What is required -> In full and without alteration, write out the lines below.

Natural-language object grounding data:
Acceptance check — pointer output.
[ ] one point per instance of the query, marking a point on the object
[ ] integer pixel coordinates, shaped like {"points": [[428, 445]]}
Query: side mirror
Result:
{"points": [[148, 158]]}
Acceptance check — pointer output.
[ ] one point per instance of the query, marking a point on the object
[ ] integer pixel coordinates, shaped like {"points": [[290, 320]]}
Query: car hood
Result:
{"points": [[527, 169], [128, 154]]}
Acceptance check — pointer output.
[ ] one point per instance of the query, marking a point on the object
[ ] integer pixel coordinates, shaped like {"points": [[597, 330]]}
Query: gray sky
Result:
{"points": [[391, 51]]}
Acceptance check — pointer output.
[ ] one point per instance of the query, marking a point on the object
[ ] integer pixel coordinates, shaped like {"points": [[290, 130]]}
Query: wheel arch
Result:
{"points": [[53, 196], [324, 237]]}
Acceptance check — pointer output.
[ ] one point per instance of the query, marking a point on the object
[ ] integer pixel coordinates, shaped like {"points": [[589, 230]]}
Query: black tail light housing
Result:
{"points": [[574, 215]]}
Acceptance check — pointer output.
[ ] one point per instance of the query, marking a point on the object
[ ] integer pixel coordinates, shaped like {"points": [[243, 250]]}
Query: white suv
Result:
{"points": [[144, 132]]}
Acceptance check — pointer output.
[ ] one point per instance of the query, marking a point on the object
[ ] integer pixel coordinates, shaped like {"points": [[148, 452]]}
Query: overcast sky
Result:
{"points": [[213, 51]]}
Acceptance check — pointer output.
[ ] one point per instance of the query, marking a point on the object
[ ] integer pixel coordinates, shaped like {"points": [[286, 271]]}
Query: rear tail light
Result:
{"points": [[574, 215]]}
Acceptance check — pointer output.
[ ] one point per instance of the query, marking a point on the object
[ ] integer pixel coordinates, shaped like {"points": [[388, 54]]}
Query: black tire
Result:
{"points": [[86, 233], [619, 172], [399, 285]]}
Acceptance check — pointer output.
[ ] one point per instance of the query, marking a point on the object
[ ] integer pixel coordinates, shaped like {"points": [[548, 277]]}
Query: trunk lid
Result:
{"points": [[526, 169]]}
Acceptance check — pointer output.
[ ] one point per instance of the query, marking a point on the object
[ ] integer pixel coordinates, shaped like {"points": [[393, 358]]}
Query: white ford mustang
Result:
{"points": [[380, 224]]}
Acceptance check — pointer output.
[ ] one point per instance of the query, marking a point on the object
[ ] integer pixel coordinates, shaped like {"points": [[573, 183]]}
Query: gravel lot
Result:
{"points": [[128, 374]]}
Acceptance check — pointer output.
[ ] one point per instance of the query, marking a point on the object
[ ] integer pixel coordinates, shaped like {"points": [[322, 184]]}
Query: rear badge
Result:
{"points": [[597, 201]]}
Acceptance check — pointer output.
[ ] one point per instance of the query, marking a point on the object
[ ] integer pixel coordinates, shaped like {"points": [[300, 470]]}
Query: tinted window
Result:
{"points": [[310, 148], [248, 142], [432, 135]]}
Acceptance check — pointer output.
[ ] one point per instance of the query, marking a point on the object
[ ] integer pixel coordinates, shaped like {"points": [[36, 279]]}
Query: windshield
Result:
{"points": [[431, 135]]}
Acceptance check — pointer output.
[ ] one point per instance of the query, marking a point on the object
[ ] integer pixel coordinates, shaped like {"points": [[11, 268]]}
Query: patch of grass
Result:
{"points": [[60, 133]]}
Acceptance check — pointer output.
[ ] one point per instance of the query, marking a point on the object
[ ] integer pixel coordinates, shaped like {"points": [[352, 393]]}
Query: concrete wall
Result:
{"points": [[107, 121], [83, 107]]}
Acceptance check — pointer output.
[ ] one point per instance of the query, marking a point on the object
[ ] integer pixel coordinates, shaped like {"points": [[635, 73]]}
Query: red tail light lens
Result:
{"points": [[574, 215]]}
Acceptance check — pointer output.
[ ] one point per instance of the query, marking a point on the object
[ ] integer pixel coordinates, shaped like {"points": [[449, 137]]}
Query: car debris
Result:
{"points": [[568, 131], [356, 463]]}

Output for this task ->
Acceptance check — pointer output.
[ ] one point per instance of the query, marking a point on the object
[ ] integer pixel coordinates, shaped like {"points": [[428, 445]]}
Query: side mirror
Result:
{"points": [[148, 158]]}
Acceptance check — pointer output.
[ ] one point per instance of the query, marking a point on the object
[ ] integer pixel coordinates, shaped like {"points": [[290, 320]]}
Query: car hood
Result:
{"points": [[527, 169], [128, 154]]}
Acceptance check — pointer output.
[ ] one point per instance of the query, marking a point on the object
[ ] integer pixel coordinates, shaped like {"points": [[597, 330]]}
Query: gray sky
Result:
{"points": [[391, 51]]}
Acceptance check — pointer output.
[ ] one point per instance of the query, marking a point on the object
[ ] integer pixel coordinates, shaped like {"points": [[290, 130]]}
Query: wheel arch
Result:
{"points": [[53, 196], [324, 237]]}
Acceptance check — pointer output.
[ ] one point per instance of the query, marking a point on the object
[ ] integer pixel coordinates, shaped like {"points": [[589, 230]]}
Query: black tail light housing
Result:
{"points": [[574, 215]]}
Acceptance check — pointer output.
[ ] one point per instance of the query, marking a point on the object
[ ] integer pixel coordinates, shaped like {"points": [[243, 250]]}
Query: white suv
Result:
{"points": [[144, 132]]}
Acceptance check — pointer output.
[ ] one point per instance of the query, marking a point on the object
[ ] integer pixel coordinates, shaped like {"points": [[148, 452]]}
Query: overcast sky
Result:
{"points": [[213, 51]]}
Acceptance check — pointer output.
[ ] one point per instance of the query, marking a point on the object
[ ] integer pixel coordinates, shaped like {"points": [[286, 271]]}
Query: rear tail light
Result:
{"points": [[574, 215]]}
Acceptance check — pointer output.
[ ] one point per instance of the query, marking a point on the object
[ ] integer pixel coordinates, shaped like {"points": [[388, 54]]}
Query: black tire
Result:
{"points": [[86, 233], [619, 172], [399, 285]]}
Acceptance check — pointer output.
[ ] one point per instance of the query, marking a point on the object
[ ] integer pixel coordinates, shaped like {"points": [[548, 277]]}
Query: trunk lid
Result:
{"points": [[526, 169]]}
Acceptance check — pointer output.
[ ] one point per instance of the query, marking a point on the object
[ ] integer pixel coordinates, shaped like {"points": [[393, 358]]}
Query: white ford mustang
Result:
{"points": [[380, 224]]}
Acceptance check — pointer output.
[ ] one point per instance of the query, marking a point on the object
[ ] integer pixel coordinates, shaped like {"points": [[573, 183]]}
Query: gravel lot
Result:
{"points": [[128, 374]]}
Acceptance check — pointer output.
[ ] one point per instance of the query, marking a point on the object
[ ] integer pixel coordinates, shaped like {"points": [[322, 184]]}
Query: rear badge
Result:
{"points": [[597, 201]]}
Acceptance check — pointer output.
[ ] one point per instance of the query, marking a point on the object
[ ] integer pixel coordinates, shaped like {"points": [[300, 470]]}
Query: tinted window
Result:
{"points": [[310, 148], [248, 142], [432, 135]]}
Acceptance check — pointer output.
[ ] one point per instance of the query, marking a point on the object
[ ] integer pixel coordinates, shaped like {"points": [[36, 279]]}
Query: windshield
Result:
{"points": [[431, 135]]}
Acceptance check — pointer output.
[ ] one point per instance of the query, marking a point on the object
[ ] integer pixel coordinates, shaped like {"points": [[11, 268]]}
Query: patch of grass
Result:
{"points": [[60, 133]]}
Acceptance check — pointer output.
[ ] one point per instance of the query, marking a point on the object
[ ] integer pixel coordinates, shaped like {"points": [[352, 393]]}
Query: concrete wall
Result:
{"points": [[107, 121], [83, 107]]}
Acceptance check — pointer output.
[ ] one point per instance of the query, marking a point on the object
[ ] integer pixel coordinates, shaped like {"points": [[635, 73]]}
Query: red tail light lens
Result:
{"points": [[574, 215]]}
Acceptance check — pointer output.
[ ] one point per instance of the query, marking a point on the object
[ ] integer pixel coordinates, shaped like {"points": [[449, 137]]}
Query: car debris
Result:
{"points": [[568, 131], [356, 463]]}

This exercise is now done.